[Passage]

Dr. Hwang, who treated plaintiff from the time of the first accident through the time of plaintiff's two surgeries after the second accident, was in a particularly good position to opine as to the apportionment of damages. Dr. Hwang, however, only made general statements indicating the second accident caused most of plaintiff's injuries, but failed to sufficiently specify the percentage attributable to the first accident.
As a general rule, "the plaintiff bears the burden of proving the defendant's negligence and that such negligence was the proximate cause of the plaintiff's injury." Fernandes v. DAR Dev. Corp., 222 N.J. 390, 404 (2015). In meeting that burden, a plaintiff seeking recovery for an injury caused by successive accidents must apportion damages between each responsible party. See Reichert v. Vegholm, 366 N.J. Super. 209, 214 (App. Div. 2004) (acknowledging that "[t]he general rule does not change when [the] plaintiff's injuries or conditions are aggravated by a subsequent accident"). The burden to allocate damages is placed on "the party in the best position to present evidence." Ibid.; see Borough of Fort Lee v. Banque Nat'l de Paris, 311 N.J. Super. 280, 289 (App. Div. 1998) (stating that a party with "better access to the relevant proofs" possessed the "burden to apportion responsibility"). We further recognize that a defendant should only be responsible for the harm he or she caused. Reichert, supra, 366 N.J. Super. at 213. Thus, in successive accident cases where a plaintiff seeks to recover from the original tortfeasor, the plaintiff must provide comparative medical evidence "to isolate the physician's diagnosis of the injury or injuries" that are attributable to that tortfeasor's negligent conduct. See Davidson v. Slater, 189 N.J. 166, 185-86 (2007).
"Normally, apportionment of damages requires expert testimony." Schwarze v. Mulrooney, 291 N.J. Super. 530, 541 (App. Div. 1996). Plaintiff's apportionment must be "specific enough for a jury to reasonably apportion responsibility for the injuries." Dziedzic v. St. John's Cleaners & Shirt Launderers, Inc., 53 N.J. 157, 161 (1969); see also Boryszewski v. Burke, 380 N.J. Super. 361, 375 (App. Div. 2005) (stating that the trial court determines "whether the jury is capable of apportioning damages" (quoting Campione v. Soden, 150 N.J. 163, 184 (1997))), certif. denied, 186 N.J. 242 (2006).
Plaintiff was in the best position to apportion responsibility between his two injuries. Dr. Hwang was limited in his testimony to his report. See Washington v. Perez, 219 N.J. 338, 362 (2014) (stating that "any facts or data that support the expert's opinion must be disclosed in his or her report"). Because plaintiff could not satisfy his burden of proving damages, we see no reason to disturb the trial court's dismissal pursuant to Rule 4:37-2. See R. 4:37-2(b) (permitting dismissal when "the plaintiff has shown no right to relief"). Given that jury selection had begun, more than twenty-seven months after the complaint was filed, it would have been unreasonable to reopen discovery to allow plaintiff to supplement his proofs, nor was such relief requested by plaintiff at the time of trial.
At trial plaintiff sought a stay pending appeal, which was denied by the court. --------
Affirmed. I hereby certify that the foregoing is a true copy of the original on file in my office.

[/Passage]
[Extracted entries]

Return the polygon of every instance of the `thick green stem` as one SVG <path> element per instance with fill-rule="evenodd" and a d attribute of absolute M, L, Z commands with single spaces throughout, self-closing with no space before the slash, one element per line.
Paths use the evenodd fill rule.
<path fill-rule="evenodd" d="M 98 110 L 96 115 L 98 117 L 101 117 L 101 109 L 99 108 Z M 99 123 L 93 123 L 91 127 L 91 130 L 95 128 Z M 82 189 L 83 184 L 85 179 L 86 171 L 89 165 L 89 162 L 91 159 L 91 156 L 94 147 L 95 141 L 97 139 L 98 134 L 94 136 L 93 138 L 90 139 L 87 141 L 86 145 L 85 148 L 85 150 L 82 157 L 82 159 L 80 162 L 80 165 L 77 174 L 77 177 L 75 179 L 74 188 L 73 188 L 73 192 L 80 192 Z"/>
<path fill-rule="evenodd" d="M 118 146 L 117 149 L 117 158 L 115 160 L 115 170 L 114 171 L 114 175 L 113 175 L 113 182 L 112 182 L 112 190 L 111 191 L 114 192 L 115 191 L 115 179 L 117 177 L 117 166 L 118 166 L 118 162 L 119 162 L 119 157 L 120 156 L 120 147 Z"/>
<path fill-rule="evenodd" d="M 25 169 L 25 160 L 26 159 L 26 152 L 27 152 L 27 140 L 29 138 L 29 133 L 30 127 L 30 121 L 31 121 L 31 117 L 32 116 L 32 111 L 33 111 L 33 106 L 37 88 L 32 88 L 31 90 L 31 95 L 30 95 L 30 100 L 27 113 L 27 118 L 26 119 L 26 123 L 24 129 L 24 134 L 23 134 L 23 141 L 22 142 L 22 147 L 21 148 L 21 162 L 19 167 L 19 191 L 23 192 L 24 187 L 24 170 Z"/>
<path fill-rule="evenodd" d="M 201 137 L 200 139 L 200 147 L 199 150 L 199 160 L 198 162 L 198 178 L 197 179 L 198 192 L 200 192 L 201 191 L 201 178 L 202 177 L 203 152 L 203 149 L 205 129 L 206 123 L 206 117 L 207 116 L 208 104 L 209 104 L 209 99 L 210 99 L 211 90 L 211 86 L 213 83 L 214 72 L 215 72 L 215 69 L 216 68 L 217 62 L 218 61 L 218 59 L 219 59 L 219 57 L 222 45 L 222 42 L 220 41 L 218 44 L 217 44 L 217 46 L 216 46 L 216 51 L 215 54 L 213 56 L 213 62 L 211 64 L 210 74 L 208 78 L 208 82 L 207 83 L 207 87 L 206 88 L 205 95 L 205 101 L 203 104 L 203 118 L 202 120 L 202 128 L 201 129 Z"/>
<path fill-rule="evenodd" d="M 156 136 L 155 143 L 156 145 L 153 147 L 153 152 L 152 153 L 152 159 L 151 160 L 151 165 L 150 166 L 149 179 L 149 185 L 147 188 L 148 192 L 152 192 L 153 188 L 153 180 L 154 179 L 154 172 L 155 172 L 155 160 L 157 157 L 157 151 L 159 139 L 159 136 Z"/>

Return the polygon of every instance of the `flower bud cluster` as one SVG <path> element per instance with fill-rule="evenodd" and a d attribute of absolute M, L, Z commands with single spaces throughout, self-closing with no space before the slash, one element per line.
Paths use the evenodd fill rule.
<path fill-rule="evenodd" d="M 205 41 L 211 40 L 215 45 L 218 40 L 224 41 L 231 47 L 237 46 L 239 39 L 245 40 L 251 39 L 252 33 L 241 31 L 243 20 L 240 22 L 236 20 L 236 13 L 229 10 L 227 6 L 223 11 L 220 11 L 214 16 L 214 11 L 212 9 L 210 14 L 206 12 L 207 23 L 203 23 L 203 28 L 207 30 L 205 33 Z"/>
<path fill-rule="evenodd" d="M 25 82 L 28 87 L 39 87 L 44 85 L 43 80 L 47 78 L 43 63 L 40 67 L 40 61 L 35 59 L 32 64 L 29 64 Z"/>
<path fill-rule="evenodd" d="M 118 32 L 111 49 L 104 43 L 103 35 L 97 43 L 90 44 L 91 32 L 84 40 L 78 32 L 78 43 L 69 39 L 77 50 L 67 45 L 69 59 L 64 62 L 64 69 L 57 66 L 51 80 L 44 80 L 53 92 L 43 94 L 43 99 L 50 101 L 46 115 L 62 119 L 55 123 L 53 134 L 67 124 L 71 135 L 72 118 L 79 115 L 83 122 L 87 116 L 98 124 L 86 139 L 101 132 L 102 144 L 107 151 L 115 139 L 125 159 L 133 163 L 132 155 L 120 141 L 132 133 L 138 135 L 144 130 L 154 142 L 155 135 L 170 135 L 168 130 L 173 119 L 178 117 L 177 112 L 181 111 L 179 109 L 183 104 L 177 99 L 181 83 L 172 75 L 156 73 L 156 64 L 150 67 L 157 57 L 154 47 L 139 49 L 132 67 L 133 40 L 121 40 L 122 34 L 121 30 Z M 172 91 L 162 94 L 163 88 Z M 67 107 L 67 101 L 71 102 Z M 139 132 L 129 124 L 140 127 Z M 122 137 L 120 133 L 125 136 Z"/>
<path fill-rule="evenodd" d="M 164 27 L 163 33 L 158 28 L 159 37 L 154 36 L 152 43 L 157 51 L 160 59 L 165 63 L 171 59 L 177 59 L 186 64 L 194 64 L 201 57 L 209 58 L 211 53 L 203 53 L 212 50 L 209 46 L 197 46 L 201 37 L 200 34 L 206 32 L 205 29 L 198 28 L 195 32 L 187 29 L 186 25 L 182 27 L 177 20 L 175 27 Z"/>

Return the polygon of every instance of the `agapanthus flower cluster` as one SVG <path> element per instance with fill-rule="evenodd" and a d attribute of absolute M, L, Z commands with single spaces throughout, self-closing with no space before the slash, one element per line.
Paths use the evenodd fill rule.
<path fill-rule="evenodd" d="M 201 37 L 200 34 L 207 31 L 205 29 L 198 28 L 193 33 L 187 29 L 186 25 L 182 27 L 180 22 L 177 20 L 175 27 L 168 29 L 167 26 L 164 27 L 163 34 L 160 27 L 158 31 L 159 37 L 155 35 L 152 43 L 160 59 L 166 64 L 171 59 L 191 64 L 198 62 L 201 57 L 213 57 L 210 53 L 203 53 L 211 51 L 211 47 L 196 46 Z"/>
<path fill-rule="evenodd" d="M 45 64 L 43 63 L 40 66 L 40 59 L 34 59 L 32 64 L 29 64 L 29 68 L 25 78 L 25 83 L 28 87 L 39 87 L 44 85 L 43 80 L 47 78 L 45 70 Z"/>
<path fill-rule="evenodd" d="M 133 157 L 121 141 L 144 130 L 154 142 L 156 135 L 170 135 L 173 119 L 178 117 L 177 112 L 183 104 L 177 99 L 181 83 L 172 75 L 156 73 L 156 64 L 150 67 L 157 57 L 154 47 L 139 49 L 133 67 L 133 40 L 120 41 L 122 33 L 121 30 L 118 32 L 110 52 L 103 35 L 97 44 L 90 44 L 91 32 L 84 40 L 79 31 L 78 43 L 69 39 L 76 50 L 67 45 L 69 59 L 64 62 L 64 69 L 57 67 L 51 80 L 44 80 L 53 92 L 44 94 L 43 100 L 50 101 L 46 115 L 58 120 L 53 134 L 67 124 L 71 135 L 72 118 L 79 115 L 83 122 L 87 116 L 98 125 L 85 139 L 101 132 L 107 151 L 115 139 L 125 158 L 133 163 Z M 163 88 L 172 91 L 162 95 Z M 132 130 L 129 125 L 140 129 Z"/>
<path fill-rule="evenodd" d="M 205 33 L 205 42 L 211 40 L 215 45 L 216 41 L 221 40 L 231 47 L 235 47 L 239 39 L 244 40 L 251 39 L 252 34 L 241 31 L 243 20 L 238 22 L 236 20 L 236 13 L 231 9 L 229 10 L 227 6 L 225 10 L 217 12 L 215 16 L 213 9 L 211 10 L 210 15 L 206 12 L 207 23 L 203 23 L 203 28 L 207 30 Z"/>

[/Extracted entries]

__Work item 1__
Rewrite the stretch of the court opinion from "Dr. Hwang, who" through "the first accident.", changing "accident" to "collision".
__Work item 2__
According to the court opinion, how long after the complaint was filed had jury selection begun?
The records were taken from a separate source and are unrelated to the court opinion.

__Exercise answer 1__
Dr. Hwang, who treated plaintiff from the time of the first collision through the time of plaintiff's two surgeries after the second collision, was in a particularly good position to opine as to the apportionment of damages. Dr. Hwang, however, only made general statements indicating the second collision caused most of plaintiff's injuries, but failed to sufficiently specify the percentage attributable to the first collision.

__Exercise answer 2__
More than twenty-seven months.